Exercise 1:
In the code documentation, give the part again that opens with the words containing "def __init__(self, config: SFTExtractionConfig)" and closes with "self.metadata = SFTExtractionMetadata()", switching "extractor" to "reader".
Exercise 2:
Render the records, from their start through the line that contains "[394,469,459,588]", as a two-column CSV with the columns "target" and "box". Give one row per record, with its text and its answer each in one quoted field and line breaks turned into spaces.

Source text:
Initialise the SFT extractor.

Parameters:

Name	Type	Description	Default
`config`	`SFTExtractionConfig`	Extraction configuration controlling filtering thresholds, diversity parameters, and prompt templates.	required

Source code in mol_gen_docking/evaluation/sft_extraction.py

def __init__(self, config: SFTExtractionConfig) -> None:
    """Initialise the SFT extractor.

    Args:
        config: Extraction configuration controlling filtering thresholds,
            diversity parameters, and prompt templates.
    """
    self.config = config
    self.metadata = SFTExtractionMetadata()

`completion_to_conv(completions, prompt)`

Convert filtered completions into a multi-conversation Sample.

For each completion, creates a new Conversation by copying the prompt messages and appending the completion text as an assistant message. Metadata such as source, rating, and training_masks_strategy are carried over from the original conversation / completion.

Parameters:

Name	Type	Description	Default
`completions`	`List[Completion]`	Filtered completions to convert. All must have `metadata["prompt_id"]` equal to `prompt.identifier`.	required
`prompt`	`Sample`	The original prompt `Sample` whose first conversation provides the base messages.	required

Returns:

Type	Description
`Sample \| None`	A new `Sample` containing one `Conversation` per
`Sample \| None`	completion, or `None` if an error occurs.

Raises:

Type	Description
`AssertionError`	If any completion's prompt ID does not match `prompt.identifier`.

Source code in mol_gen_docking/evaluation/sft_extraction.py

def completion_to_conv(
    self,
    completions: List[Completion],
    prompt: Sample,
) -> Sample | None:
    """Convert filtered completions into a multi-conversation Sample.

    For each completion, creates a new `Conversation` by copying the
    prompt messages and appending the completion text as an assistant message.
    Metadata such as ``source``, ``rating``, and ``training_masks_strategy``
    are carried over from the original conversation / completion.

    Args:
        completions: Filtered completions to convert. All must have
            ``metadata["prompt_id"]`` equal to ``prompt.identifier``.
        prompt: The original prompt `Sample` whose first conversation
            provides the base messages.

    Returns:
        A new `Sample` containing one `Conversation` per
        completion, or ``None`` if an error occurs.

    Raises:
        AssertionError: If any completion's prompt ID does not match
            ``prompt.identifier``.
    """
    assert all(c.metadata["prompt_id"] == prompt.identifier for c in completions), (
        "All completions must have the same prompt_id as the prompt sample for conversion."
    )

    conversation = prompt.conversations[0]
    new_conversation_messages = []
    for completion in completions:
        # stop the completion after the last </answer> tag
        assistant_content = completion.output
        assistant_content = assistant_content.split("</answer>")[0] + "</answer>"
        if self.config.boxed:
            # If there is no \boxed{...} in the content, we add it around the answer
            parsed_answer = re.search(
                r"<answer>(.*?)</answer>", assistant_content, re.DOTALL
            )
            if parsed_answer is not None:
                if not re.search(r"\\boxed{.*?}", parsed_answer.group(1)):
                    # Get the extracted answer from the metadata
                    if (
                        completion.reward_meta.get("generation_verifier_metadata")

Dataset rows:

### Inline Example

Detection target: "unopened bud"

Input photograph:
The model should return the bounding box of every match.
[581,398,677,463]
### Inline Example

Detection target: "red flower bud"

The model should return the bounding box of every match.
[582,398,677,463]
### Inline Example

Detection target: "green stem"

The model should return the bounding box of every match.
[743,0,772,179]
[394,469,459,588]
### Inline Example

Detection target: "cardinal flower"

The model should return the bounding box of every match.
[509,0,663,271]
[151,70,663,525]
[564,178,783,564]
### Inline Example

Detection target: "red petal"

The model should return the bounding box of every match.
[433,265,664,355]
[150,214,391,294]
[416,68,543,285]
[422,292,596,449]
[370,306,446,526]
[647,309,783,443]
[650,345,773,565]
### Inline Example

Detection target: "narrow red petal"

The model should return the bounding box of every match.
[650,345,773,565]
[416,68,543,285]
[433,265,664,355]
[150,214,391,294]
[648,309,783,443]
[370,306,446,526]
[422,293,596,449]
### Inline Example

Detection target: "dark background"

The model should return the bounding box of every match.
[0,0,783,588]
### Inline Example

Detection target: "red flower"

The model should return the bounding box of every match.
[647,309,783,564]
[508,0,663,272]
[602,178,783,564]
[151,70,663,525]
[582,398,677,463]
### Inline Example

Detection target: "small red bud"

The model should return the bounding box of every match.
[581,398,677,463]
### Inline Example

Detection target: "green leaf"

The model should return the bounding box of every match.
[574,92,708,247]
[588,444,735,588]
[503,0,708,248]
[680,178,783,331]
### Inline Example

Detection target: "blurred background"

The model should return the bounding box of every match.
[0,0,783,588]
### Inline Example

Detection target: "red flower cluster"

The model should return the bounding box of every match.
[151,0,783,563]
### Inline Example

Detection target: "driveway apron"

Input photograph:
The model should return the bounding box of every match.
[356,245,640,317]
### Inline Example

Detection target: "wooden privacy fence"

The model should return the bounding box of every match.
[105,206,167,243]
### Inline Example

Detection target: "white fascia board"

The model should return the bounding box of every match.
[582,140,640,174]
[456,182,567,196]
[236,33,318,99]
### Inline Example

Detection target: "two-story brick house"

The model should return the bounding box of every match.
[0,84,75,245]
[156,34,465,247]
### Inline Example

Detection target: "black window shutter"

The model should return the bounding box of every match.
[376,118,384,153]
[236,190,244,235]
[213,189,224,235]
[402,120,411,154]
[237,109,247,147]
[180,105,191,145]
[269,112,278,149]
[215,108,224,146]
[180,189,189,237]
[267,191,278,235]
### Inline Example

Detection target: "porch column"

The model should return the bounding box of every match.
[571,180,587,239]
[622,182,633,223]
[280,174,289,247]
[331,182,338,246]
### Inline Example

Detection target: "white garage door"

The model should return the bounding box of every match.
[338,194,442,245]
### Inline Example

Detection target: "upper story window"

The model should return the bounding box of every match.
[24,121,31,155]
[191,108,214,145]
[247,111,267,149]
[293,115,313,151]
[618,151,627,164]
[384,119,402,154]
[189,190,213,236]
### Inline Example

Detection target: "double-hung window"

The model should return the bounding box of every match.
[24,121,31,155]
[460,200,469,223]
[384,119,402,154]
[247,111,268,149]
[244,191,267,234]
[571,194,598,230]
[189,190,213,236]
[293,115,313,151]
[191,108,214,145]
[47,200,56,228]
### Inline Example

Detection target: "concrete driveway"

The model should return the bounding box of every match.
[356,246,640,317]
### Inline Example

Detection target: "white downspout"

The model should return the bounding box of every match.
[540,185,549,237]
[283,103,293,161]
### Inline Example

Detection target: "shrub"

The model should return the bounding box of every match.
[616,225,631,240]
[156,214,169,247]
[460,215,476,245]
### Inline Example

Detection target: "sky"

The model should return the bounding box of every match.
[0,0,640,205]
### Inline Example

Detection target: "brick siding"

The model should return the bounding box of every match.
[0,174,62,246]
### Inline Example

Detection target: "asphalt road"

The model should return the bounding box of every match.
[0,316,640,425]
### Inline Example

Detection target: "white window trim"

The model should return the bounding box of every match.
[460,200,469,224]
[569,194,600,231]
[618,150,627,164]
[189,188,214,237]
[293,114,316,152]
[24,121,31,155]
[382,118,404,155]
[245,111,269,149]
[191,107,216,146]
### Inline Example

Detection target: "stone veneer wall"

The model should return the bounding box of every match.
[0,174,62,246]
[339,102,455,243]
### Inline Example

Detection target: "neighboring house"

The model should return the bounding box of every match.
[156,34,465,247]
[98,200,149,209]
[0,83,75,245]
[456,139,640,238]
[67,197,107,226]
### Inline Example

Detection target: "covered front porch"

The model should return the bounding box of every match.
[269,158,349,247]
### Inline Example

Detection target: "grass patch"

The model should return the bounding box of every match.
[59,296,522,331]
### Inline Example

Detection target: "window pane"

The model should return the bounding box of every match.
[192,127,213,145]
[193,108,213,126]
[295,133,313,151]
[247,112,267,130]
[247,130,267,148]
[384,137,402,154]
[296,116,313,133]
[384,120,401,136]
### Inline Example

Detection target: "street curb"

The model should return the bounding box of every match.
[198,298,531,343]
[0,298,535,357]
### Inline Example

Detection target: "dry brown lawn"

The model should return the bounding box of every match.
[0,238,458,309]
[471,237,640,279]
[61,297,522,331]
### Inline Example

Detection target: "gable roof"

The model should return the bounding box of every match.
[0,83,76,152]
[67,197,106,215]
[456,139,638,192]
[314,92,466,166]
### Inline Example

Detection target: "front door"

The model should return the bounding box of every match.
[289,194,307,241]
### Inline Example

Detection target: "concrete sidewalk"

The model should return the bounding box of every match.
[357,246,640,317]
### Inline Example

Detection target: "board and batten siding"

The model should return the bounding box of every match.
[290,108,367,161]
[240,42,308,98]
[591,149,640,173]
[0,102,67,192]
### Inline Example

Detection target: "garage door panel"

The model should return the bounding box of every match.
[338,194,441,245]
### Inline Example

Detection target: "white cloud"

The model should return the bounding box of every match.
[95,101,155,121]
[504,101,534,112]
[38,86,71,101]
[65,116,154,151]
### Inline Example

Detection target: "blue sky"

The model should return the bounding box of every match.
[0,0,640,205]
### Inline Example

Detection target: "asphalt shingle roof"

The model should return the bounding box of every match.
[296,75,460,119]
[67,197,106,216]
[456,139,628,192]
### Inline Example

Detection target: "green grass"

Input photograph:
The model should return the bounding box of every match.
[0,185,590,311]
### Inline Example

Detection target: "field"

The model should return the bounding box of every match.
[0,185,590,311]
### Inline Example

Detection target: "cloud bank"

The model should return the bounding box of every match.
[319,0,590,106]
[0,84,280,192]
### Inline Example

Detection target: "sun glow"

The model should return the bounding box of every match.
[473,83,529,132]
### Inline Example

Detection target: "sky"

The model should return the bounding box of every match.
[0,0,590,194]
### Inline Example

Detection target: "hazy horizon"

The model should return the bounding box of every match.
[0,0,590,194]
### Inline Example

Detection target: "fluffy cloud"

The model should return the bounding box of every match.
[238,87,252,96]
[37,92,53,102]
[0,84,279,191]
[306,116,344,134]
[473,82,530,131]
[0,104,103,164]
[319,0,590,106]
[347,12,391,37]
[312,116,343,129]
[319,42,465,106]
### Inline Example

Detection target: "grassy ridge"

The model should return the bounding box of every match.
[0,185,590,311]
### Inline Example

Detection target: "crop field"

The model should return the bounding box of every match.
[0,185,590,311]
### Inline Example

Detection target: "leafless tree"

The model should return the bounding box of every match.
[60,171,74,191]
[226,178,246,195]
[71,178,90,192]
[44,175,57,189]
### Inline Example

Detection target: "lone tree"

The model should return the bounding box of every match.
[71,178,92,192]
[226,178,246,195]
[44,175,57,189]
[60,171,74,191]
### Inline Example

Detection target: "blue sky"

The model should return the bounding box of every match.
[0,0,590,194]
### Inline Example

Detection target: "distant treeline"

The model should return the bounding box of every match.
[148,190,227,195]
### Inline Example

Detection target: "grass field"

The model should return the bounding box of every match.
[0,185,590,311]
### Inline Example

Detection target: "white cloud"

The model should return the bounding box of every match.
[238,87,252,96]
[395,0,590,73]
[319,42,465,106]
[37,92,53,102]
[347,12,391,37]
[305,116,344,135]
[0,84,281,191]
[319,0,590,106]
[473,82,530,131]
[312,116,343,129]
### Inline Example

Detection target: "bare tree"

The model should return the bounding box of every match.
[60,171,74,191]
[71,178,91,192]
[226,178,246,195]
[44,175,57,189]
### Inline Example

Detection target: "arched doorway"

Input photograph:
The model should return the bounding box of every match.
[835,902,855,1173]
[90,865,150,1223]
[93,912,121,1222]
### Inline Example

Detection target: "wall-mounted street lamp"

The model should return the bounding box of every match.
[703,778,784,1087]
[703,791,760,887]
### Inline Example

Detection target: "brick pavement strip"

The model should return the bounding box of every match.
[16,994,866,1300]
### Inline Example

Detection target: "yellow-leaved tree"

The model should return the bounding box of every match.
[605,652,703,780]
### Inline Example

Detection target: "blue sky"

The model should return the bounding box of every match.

Complete answer 1:
def __init__(self, config: SFTExtractionConfig) -> None:
    """Initialise the SFT reader.

    Args:
        config: Extraction configuration controlling filtering thresholds,
            diversity parameters, and prompt templates.
    """
    self.config = config
    self.metadata = SFTExtractionMetadata()

Complete answer 2:
target,box
"### Inline Example Detection target: ""unopened bud"" Input photograph: The model should return the bounding box of every match.","[581,398,677,463]"
"### Inline Example Detection target: ""red flower bud"" The model should return the bounding box of every match.","[582,398,677,463]"
"### Inline Example Detection target: ""green stem"" The model should return the bounding box of every match.","[743,0,772,179] [394,469,459,588]"